PROVIDED ENTRIES
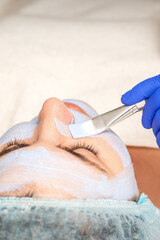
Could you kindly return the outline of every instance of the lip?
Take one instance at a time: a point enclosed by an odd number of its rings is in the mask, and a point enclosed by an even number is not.
[[[86,115],[87,117],[91,118],[91,116],[89,116],[81,107],[79,107],[78,105],[74,104],[74,103],[69,103],[69,102],[64,102],[64,104],[68,107],[71,108],[72,110],[75,110],[77,112],[80,112],[84,115]]]

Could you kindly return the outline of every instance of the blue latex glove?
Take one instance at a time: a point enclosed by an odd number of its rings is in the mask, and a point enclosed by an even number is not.
[[[143,108],[142,125],[152,128],[160,148],[160,75],[138,83],[121,97],[125,105],[132,105],[146,100]]]

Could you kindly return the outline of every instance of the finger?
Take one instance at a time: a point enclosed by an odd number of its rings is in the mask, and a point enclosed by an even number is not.
[[[160,87],[160,75],[148,78],[138,83],[131,90],[122,95],[121,101],[125,105],[138,103],[149,98]]]
[[[142,125],[144,128],[151,128],[153,118],[160,108],[160,88],[158,88],[153,95],[146,101],[143,108]]]
[[[153,118],[152,130],[156,137],[158,132],[160,131],[160,108],[158,109],[158,111],[156,112],[156,114]]]
[[[156,142],[157,142],[158,147],[160,148],[160,132],[157,134]]]

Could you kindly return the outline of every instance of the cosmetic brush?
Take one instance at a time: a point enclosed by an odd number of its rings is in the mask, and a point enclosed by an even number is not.
[[[84,138],[97,135],[106,131],[113,125],[123,121],[124,119],[132,116],[136,112],[141,111],[144,105],[145,101],[140,102],[139,105],[122,105],[85,122],[70,124],[70,133],[73,138]]]

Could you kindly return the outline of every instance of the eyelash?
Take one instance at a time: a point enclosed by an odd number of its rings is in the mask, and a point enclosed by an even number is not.
[[[20,147],[21,145],[24,145],[24,144],[26,144],[24,140],[15,139],[13,141],[8,142],[6,148],[11,147],[12,145],[16,145]]]
[[[97,155],[98,154],[98,151],[93,147],[93,145],[85,145],[85,143],[77,143],[73,148],[72,148],[72,151],[73,150],[76,150],[78,148],[84,148],[84,149],[87,149],[89,151],[91,151],[93,154]]]
[[[8,147],[11,147],[12,145],[16,145],[18,147],[21,147],[22,145],[26,145],[26,143],[25,143],[24,140],[15,139],[13,141],[8,142],[5,149],[8,148]],[[93,145],[89,145],[89,144],[85,145],[85,143],[79,143],[79,142],[77,142],[77,144],[74,147],[72,147],[71,151],[74,151],[74,150],[79,149],[79,148],[89,150],[95,155],[98,154],[98,151],[93,147]]]
[[[0,156],[3,156],[4,154],[9,153],[18,148],[23,148],[23,147],[28,147],[28,146],[30,146],[30,144],[25,143],[24,140],[17,140],[15,138],[15,140],[12,140],[12,141],[6,143],[6,146],[4,146],[2,151],[0,152]],[[9,148],[9,147],[11,147],[11,148]]]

TASK DIRECTIONS
Filter the records above, keeping each line that contains the word "every".

WRITTEN SOLUTION
Could you kindly return the outline of every instance of the lip?
Could you kindly return the outline of every instance of the blue latex glove?
Could you kindly return the outline of every instance of the finger?
Could you kindly return the outline of every instance of the cosmetic brush?
Could you kindly return the outline of every instance of the eyelash?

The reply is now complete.